begin DATA SUPPLIED

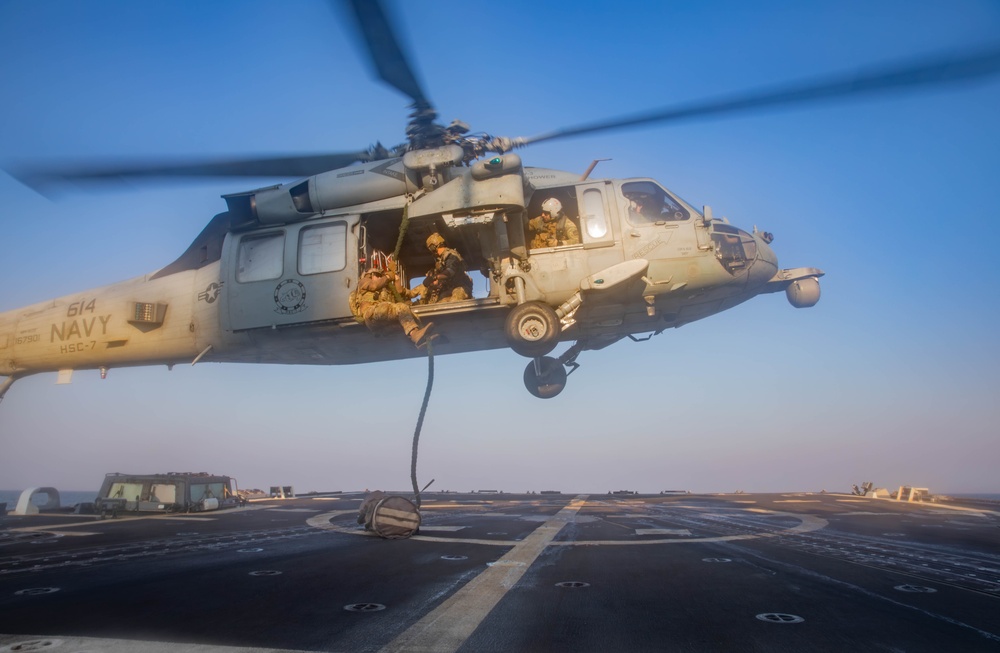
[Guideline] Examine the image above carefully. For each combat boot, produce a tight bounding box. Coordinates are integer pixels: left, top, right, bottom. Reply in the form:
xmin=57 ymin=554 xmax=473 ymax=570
xmin=406 ymin=322 xmax=434 ymax=347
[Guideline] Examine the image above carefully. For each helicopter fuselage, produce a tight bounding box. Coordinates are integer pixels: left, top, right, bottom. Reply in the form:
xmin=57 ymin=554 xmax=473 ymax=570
xmin=0 ymin=157 xmax=823 ymax=392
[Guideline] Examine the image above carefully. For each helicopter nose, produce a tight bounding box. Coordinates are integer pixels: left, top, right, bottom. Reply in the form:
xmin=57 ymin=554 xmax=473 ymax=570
xmin=750 ymin=239 xmax=778 ymax=283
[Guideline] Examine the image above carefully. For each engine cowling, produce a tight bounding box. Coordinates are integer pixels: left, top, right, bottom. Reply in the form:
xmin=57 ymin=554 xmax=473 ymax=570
xmin=785 ymin=277 xmax=819 ymax=308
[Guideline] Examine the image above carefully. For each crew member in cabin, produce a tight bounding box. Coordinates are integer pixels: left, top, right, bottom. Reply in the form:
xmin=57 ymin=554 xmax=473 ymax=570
xmin=414 ymin=232 xmax=472 ymax=304
xmin=528 ymin=197 xmax=580 ymax=249
xmin=351 ymin=267 xmax=434 ymax=347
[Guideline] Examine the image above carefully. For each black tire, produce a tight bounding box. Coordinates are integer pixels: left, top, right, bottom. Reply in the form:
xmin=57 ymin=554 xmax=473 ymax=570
xmin=524 ymin=356 xmax=566 ymax=399
xmin=504 ymin=302 xmax=561 ymax=358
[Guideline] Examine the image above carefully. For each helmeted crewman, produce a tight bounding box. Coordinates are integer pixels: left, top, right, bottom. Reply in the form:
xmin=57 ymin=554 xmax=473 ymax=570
xmin=528 ymin=197 xmax=580 ymax=249
xmin=351 ymin=268 xmax=433 ymax=347
xmin=414 ymin=232 xmax=472 ymax=304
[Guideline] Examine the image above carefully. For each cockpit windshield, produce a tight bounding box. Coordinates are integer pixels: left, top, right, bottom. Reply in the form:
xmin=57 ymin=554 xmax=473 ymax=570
xmin=622 ymin=181 xmax=691 ymax=226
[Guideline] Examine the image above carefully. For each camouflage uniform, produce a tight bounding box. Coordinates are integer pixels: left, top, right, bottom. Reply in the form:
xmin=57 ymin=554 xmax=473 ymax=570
xmin=414 ymin=247 xmax=472 ymax=304
xmin=351 ymin=270 xmax=431 ymax=345
xmin=528 ymin=215 xmax=580 ymax=249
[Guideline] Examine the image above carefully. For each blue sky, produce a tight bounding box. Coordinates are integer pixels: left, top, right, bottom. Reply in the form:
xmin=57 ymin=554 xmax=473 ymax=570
xmin=0 ymin=0 xmax=1000 ymax=492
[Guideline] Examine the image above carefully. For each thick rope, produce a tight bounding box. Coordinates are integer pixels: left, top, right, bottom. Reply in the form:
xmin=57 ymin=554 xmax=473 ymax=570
xmin=410 ymin=340 xmax=434 ymax=508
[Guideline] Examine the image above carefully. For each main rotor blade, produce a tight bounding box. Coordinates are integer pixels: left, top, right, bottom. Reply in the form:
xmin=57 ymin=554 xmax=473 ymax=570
xmin=8 ymin=152 xmax=366 ymax=190
xmin=518 ymin=46 xmax=1000 ymax=145
xmin=347 ymin=0 xmax=431 ymax=109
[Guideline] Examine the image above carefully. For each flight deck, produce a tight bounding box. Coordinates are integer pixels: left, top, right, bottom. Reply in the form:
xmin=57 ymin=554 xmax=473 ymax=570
xmin=0 ymin=492 xmax=1000 ymax=653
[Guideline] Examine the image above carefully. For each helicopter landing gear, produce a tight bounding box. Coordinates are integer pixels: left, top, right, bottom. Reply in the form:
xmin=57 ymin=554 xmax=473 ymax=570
xmin=524 ymin=356 xmax=567 ymax=399
xmin=504 ymin=302 xmax=562 ymax=356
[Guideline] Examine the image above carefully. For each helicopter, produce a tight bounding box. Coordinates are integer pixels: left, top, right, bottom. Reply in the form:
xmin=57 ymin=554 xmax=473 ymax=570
xmin=0 ymin=1 xmax=1000 ymax=398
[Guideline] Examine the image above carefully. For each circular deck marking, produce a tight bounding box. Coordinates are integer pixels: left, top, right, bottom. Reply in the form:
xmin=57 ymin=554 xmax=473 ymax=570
xmin=344 ymin=603 xmax=385 ymax=612
xmin=757 ymin=612 xmax=805 ymax=624
xmin=14 ymin=587 xmax=59 ymax=596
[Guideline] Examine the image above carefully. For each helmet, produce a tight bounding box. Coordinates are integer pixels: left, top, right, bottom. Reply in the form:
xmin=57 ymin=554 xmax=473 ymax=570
xmin=542 ymin=197 xmax=562 ymax=218
xmin=427 ymin=231 xmax=444 ymax=252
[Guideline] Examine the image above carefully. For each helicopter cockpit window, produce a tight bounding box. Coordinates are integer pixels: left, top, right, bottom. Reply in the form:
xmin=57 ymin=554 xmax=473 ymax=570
xmin=236 ymin=232 xmax=285 ymax=283
xmin=622 ymin=181 xmax=691 ymax=226
xmin=299 ymin=222 xmax=347 ymax=274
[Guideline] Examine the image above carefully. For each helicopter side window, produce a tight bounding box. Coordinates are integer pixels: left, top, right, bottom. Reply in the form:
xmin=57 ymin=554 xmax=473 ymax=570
xmin=236 ymin=232 xmax=285 ymax=283
xmin=580 ymin=188 xmax=608 ymax=238
xmin=299 ymin=222 xmax=347 ymax=274
xmin=622 ymin=181 xmax=691 ymax=227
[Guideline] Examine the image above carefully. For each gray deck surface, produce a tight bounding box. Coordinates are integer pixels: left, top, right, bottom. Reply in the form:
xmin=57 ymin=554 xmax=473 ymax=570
xmin=0 ymin=493 xmax=1000 ymax=653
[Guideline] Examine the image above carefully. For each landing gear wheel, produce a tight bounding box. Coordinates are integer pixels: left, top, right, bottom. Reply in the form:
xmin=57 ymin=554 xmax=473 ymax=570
xmin=504 ymin=302 xmax=561 ymax=358
xmin=524 ymin=356 xmax=566 ymax=399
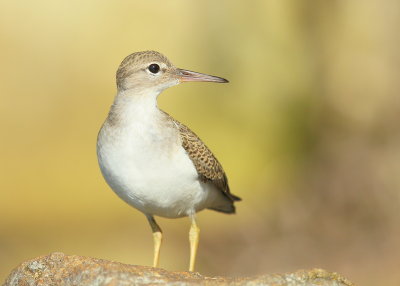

end DATA SUPPLIED

TASK:
Count the lines above that contain the word "gear" and reply with only that number.

RESULT FOR THIS EXERCISE:
2